Find the line that contains "of the stainless". Repeat that line and all lines following it, exactly, through the end of the listing below.

# [Dataset records]
————————

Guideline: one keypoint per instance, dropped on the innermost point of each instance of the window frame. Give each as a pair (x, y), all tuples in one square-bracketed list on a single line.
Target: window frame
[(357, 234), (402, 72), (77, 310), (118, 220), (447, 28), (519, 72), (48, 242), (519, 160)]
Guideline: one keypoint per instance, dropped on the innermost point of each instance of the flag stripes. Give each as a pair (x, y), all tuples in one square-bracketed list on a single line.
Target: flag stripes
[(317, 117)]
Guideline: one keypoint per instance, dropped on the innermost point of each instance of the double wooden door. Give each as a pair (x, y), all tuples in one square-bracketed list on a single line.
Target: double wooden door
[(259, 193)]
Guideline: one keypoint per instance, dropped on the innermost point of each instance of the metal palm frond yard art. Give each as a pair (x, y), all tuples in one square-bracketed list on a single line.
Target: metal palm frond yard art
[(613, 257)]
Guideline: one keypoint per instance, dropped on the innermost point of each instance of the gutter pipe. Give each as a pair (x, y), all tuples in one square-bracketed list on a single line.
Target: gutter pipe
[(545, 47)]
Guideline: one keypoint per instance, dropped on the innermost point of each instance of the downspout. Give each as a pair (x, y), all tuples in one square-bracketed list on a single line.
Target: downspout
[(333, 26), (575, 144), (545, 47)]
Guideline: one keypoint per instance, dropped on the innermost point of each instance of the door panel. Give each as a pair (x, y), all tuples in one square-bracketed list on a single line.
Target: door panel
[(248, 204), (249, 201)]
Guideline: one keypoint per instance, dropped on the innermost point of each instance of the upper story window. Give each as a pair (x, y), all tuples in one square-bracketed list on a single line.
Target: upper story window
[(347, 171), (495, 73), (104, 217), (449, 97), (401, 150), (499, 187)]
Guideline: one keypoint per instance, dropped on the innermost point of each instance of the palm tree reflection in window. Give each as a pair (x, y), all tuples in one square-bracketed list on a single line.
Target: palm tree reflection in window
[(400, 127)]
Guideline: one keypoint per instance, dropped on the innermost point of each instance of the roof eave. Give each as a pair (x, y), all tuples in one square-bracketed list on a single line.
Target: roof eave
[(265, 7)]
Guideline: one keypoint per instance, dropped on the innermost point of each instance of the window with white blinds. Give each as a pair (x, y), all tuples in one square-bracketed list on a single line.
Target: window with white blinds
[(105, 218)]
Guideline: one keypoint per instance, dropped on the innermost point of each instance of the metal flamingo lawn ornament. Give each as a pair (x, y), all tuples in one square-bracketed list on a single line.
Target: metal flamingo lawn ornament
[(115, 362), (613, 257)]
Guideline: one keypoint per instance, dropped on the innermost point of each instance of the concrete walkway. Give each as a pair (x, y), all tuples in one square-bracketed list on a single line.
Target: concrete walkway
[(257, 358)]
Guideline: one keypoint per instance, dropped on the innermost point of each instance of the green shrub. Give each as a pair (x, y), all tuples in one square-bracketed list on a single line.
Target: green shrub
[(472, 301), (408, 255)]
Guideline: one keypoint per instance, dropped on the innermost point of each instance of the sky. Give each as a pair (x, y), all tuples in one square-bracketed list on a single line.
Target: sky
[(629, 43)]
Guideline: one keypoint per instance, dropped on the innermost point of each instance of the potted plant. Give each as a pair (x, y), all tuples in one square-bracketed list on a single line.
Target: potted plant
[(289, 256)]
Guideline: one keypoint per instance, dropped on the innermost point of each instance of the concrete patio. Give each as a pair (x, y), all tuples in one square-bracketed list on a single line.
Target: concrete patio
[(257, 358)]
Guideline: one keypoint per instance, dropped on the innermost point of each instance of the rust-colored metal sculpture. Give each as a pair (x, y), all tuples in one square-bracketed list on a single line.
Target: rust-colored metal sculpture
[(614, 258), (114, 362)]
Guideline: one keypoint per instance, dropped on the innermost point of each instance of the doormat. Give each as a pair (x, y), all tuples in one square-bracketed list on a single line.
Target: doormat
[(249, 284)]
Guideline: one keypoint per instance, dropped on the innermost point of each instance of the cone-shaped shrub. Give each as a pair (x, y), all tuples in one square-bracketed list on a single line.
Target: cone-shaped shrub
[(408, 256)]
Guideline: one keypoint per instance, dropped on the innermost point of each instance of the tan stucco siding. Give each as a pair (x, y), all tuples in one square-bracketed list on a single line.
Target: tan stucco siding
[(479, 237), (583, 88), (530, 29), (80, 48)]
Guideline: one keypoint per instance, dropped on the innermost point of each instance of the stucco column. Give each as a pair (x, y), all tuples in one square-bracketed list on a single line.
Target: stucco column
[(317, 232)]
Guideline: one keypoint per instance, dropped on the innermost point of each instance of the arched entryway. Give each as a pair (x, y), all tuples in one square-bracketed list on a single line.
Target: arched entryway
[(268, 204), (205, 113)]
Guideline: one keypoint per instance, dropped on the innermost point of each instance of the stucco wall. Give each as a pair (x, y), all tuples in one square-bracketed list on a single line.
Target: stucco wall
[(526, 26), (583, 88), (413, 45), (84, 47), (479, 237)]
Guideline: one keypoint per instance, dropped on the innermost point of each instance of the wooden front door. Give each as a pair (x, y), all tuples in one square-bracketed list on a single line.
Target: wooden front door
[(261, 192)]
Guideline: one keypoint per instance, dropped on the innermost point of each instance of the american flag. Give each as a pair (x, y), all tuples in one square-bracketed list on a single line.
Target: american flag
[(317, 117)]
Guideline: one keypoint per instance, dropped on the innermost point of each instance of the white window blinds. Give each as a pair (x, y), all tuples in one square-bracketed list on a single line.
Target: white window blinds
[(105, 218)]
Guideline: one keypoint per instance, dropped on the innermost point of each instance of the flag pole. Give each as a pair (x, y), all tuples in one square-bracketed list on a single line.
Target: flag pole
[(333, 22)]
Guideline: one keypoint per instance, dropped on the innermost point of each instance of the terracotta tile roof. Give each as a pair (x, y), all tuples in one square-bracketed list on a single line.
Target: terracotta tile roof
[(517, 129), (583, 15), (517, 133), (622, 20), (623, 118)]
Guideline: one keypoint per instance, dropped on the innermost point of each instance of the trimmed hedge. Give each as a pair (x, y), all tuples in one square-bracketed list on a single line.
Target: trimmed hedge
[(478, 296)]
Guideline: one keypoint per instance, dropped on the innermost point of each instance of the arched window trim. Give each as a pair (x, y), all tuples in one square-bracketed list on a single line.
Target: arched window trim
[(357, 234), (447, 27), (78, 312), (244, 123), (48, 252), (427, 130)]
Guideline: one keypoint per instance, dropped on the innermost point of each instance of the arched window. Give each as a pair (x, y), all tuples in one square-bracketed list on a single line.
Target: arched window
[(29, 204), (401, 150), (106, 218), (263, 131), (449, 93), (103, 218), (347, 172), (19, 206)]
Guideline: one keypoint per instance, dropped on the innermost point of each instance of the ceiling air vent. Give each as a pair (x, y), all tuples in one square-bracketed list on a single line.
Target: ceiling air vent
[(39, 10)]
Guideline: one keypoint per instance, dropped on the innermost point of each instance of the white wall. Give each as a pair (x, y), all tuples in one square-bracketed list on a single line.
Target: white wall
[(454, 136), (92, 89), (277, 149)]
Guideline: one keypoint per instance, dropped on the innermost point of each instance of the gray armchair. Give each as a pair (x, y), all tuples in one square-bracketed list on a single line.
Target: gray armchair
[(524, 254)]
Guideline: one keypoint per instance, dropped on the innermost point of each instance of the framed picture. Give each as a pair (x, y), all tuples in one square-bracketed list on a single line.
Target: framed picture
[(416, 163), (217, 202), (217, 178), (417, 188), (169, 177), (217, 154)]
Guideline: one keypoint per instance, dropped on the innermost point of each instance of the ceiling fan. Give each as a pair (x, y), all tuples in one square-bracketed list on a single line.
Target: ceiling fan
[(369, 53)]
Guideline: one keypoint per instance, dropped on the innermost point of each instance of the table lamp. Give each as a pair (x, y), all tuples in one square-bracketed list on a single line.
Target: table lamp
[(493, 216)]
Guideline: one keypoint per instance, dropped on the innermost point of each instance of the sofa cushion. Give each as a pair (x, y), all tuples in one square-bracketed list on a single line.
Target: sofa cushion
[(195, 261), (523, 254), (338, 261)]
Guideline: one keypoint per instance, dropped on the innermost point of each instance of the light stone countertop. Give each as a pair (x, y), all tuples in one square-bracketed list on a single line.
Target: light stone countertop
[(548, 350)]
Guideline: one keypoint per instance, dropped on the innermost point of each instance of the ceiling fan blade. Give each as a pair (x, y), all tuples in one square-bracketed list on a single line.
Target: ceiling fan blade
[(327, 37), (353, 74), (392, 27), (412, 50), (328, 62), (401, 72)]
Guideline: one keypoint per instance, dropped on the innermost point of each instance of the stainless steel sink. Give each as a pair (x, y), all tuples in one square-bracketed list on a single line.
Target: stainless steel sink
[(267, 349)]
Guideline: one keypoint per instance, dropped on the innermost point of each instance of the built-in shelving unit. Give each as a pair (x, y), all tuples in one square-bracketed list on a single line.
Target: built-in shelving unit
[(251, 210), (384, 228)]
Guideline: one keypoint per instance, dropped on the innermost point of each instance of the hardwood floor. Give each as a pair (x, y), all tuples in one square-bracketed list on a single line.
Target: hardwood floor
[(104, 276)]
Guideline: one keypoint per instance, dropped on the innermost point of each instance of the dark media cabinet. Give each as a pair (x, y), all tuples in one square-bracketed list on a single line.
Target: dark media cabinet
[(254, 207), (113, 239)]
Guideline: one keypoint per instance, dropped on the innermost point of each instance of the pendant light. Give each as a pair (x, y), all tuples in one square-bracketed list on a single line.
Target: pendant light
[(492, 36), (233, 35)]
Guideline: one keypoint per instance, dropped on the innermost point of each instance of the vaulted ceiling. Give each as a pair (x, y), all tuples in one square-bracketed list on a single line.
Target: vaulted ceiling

————————

# [Exercise solution]
Guideline: one keypoint per instance, dropped on the innermost point of each instance of the stainless steel sink. Give each as a pair (x, y), all tuples in one square-bracketed list on a single line.
Target: stainless steel sink
[(267, 349)]
Guideline: one keypoint per instance, dropped on the innermost point of each instance of the built-in shelving unit. Give each as a pair (x, y), all tuples in one square-bracketed list on a single line.
Target: built-in shelving unit
[(251, 210), (384, 228)]
Guideline: one keypoint per instance, dropped on the innermost point of each instance of the hardwood floor. Give each as a pair (x, y), all tuples in one square-bracketed list on a single line.
Target: hardwood floor
[(104, 276)]
Guideline: one keypoint per instance, dropped on the innermost point of each instance of the dark media cabinet. Give each as a pair (x, y), all tuples in one square-bracketed list on a single line.
Target: dark media cabinet
[(254, 207), (113, 239)]
Guideline: one keypoint per instance, dropped on the innermost point of each instance of the pendant light. Give each as a pair (x, y), all tuples in one square-bracketed list on a single line.
Target: pendant light
[(492, 36), (233, 35)]
Guideline: one keypoint per instance, dropped on the innermost point of each instance of the vaulted ceiling. Give each as a pair (x, y), all tuples in one square-bracketed list on a single line.
Target: vaulted ceiling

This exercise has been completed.